EXERCISE OBJECTIVE: Below this line is the material. Write out only its lines from the one containing "Target: metal bench" through the one containing "the form [34,36].", both kept, exactly.

EXTRACTED MATERIAL:
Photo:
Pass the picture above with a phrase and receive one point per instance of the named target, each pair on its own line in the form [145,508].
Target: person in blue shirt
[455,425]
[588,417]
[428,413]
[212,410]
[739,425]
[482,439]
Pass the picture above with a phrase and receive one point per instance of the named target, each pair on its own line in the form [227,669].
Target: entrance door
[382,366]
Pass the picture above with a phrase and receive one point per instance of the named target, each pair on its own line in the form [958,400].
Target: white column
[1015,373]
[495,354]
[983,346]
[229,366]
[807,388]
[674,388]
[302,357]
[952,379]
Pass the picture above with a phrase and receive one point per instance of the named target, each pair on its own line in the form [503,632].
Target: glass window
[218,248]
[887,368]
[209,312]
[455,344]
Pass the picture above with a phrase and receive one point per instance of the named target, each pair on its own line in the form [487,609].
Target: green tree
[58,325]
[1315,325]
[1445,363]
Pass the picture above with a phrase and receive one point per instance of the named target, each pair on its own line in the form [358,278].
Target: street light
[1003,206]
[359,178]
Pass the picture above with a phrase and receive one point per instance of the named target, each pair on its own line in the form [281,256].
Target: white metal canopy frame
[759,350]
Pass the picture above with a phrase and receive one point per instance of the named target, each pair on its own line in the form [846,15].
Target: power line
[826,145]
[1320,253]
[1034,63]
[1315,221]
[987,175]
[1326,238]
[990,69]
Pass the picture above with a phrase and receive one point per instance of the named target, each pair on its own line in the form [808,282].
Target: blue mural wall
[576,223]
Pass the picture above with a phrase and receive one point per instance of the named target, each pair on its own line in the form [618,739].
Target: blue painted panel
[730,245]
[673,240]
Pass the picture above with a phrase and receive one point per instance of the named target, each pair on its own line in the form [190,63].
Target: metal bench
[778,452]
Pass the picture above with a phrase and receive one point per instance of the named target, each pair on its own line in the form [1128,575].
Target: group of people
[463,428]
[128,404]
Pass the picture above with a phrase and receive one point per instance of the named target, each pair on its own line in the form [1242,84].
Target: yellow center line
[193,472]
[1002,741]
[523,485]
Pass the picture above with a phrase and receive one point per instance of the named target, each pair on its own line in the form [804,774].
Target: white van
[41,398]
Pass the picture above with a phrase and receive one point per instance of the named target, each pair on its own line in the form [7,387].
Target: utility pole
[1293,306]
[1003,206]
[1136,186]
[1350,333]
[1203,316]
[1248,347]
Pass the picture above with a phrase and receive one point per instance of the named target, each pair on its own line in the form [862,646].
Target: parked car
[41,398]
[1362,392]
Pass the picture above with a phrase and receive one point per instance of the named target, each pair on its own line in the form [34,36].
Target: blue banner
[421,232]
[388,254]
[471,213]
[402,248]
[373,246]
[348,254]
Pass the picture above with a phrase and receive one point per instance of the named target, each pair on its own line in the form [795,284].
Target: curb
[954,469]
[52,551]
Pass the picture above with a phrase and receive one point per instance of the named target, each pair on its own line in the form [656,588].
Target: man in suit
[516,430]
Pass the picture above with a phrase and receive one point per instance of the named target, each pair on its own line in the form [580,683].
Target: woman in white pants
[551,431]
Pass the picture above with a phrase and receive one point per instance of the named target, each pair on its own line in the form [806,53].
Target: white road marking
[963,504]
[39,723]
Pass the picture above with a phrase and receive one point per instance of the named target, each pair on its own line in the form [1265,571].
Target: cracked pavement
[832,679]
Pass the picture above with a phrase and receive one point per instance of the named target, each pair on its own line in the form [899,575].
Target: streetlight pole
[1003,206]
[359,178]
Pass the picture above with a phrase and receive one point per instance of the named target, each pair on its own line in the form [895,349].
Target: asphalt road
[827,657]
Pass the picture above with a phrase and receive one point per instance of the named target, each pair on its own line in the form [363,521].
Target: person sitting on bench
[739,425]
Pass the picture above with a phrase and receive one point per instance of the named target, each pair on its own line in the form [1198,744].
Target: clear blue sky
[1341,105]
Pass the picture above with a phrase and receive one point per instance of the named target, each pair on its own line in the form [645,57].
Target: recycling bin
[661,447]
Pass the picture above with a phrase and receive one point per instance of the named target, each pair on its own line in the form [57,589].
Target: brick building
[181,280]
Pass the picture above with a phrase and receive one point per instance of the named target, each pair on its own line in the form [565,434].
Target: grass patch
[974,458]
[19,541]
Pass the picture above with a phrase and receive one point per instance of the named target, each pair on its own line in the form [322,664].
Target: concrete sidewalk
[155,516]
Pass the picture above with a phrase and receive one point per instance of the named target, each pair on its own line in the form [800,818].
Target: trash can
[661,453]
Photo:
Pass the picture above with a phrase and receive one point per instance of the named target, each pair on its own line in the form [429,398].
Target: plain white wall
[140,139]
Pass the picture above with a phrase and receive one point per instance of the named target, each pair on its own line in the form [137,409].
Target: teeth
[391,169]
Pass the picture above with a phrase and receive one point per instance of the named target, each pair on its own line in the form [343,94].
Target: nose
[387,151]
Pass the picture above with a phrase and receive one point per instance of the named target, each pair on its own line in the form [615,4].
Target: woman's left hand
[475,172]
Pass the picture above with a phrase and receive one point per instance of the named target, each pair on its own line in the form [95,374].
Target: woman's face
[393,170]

ANSWER SECTION:
Target: metal bench
[778,452]
Pass the picture above with a phrase and receive one point per instance of the named target, each pair on its own line in the form [1128,575].
Target: group of people
[463,428]
[128,404]
Pass the picture above with a phrase and receive one point per instance of the named target, each pair on its own line in the form [1242,84].
Target: yellow center line
[193,472]
[1002,741]
[523,485]
Pass the picture above with a phrase and receive one point per instance of the named target, each pair on its own line in the form [804,774].
Target: white van
[41,398]
Pass the picture above with a phrase and receive one point per instance of the named target, each pair on its own line in the form [7,387].
Target: utility pole
[1293,306]
[1003,206]
[1136,186]
[1350,333]
[1203,316]
[1248,347]
Pass the picture above with a phrase and receive one point per instance of the named target, each pair on its own line in the form [862,646].
Target: parked car
[41,398]
[1362,392]
Pass the picture above with a phrase and receive one point per instance of the named target, each pair on its own line in the form [34,36].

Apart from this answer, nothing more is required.